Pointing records
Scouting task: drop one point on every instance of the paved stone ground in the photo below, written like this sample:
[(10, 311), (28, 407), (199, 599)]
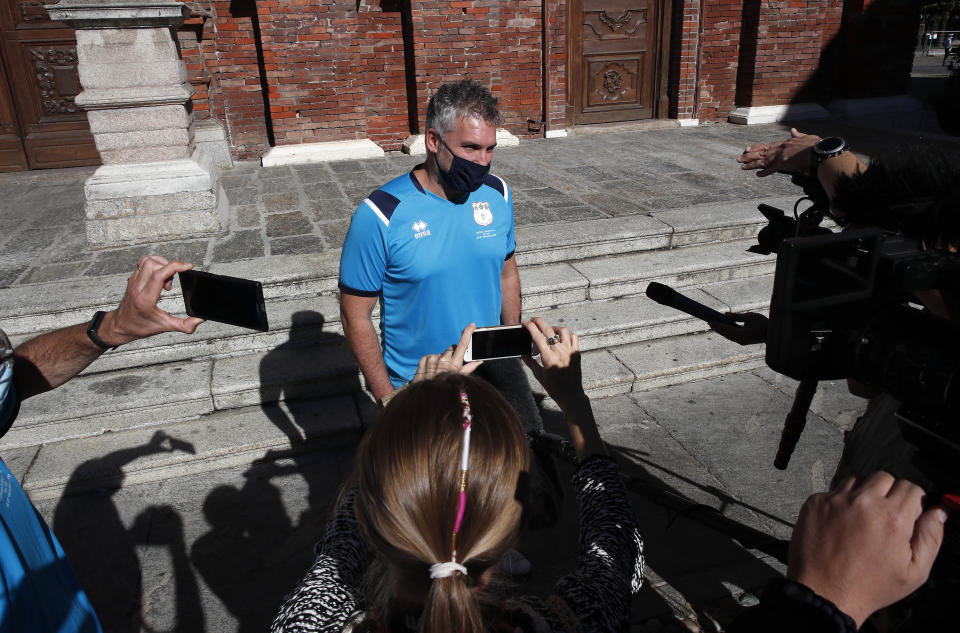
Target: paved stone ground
[(216, 552), (305, 209)]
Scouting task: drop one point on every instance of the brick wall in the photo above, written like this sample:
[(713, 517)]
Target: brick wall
[(684, 59), (773, 52), (497, 43), (785, 40), (556, 64), (335, 70), (230, 54), (719, 53), (295, 71)]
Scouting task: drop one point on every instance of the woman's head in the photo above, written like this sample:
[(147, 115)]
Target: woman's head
[(408, 475)]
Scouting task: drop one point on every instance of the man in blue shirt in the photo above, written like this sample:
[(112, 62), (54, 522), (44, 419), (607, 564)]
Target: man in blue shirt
[(434, 247), (38, 589)]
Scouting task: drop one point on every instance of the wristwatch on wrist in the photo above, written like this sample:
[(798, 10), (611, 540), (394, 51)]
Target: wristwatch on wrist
[(92, 332), (828, 147)]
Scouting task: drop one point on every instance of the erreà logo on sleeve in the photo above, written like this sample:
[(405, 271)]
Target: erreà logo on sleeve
[(420, 229)]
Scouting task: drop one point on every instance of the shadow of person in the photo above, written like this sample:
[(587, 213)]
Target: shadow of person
[(312, 364), (95, 539), (688, 559), (253, 555), (162, 526)]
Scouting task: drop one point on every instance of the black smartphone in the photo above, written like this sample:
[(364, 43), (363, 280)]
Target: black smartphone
[(502, 341), (225, 299)]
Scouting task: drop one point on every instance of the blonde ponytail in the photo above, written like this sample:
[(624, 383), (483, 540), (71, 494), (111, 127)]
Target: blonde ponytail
[(409, 500)]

Aim
Can you set down every one of the records above word for word, omitting the picture?

Result of this exercise
Scouting task: drop one point on every instance of the paved stone ground in the photo below, written like this sample:
[(10, 311), (28, 407), (199, 599)]
Target: paved stone ground
[(216, 552), (305, 209)]
Scouting task: drop one point on every instance of the brick wall in the photo above, written like this sample:
[(713, 517)]
Target: brick wall
[(684, 59), (773, 52), (497, 43), (785, 40), (556, 64), (335, 70), (230, 54), (719, 53), (295, 71)]
Scouting task: drop one point on every instance of the woman's head in the photo above, written like this sample:
[(147, 115)]
Target: woman's head
[(408, 475)]
Scouting task: drop one point on every instance of the man in blue shirt in the photo above, written like this sample:
[(112, 62), (54, 522), (44, 419), (607, 564)]
Target: man in blue shirt
[(434, 247), (38, 589)]
Scouting task: drop one point on every instance of the wristwatch on wrist in the photo above, written like this sample:
[(798, 10), (611, 540), (394, 51)]
Target: wristwatch on wrist
[(92, 332), (828, 147)]
Scouting task: drop one point on every instance of the erreà logo on sleeve in the photo above, written like this sample:
[(405, 271)]
Target: erreà logo on sleeve
[(420, 229)]
Scouting task: drop one point on every instance of the shadow of person in the photo above, written like this sample:
[(587, 213)]
Target: shadow of person
[(312, 364), (95, 539), (688, 559), (253, 555), (162, 526)]
Scouting task: drop one point on every instance of the black smartphone in the photo above, written like this sample:
[(364, 43), (363, 280)]
Target: black smartphone
[(502, 341), (225, 299)]
Scouting task: drop one point on every instance of the blonde ponytail in the photo above, written like this sample:
[(624, 383), (483, 540), (71, 494), (111, 127)]
Target: blonde ponytail
[(409, 500)]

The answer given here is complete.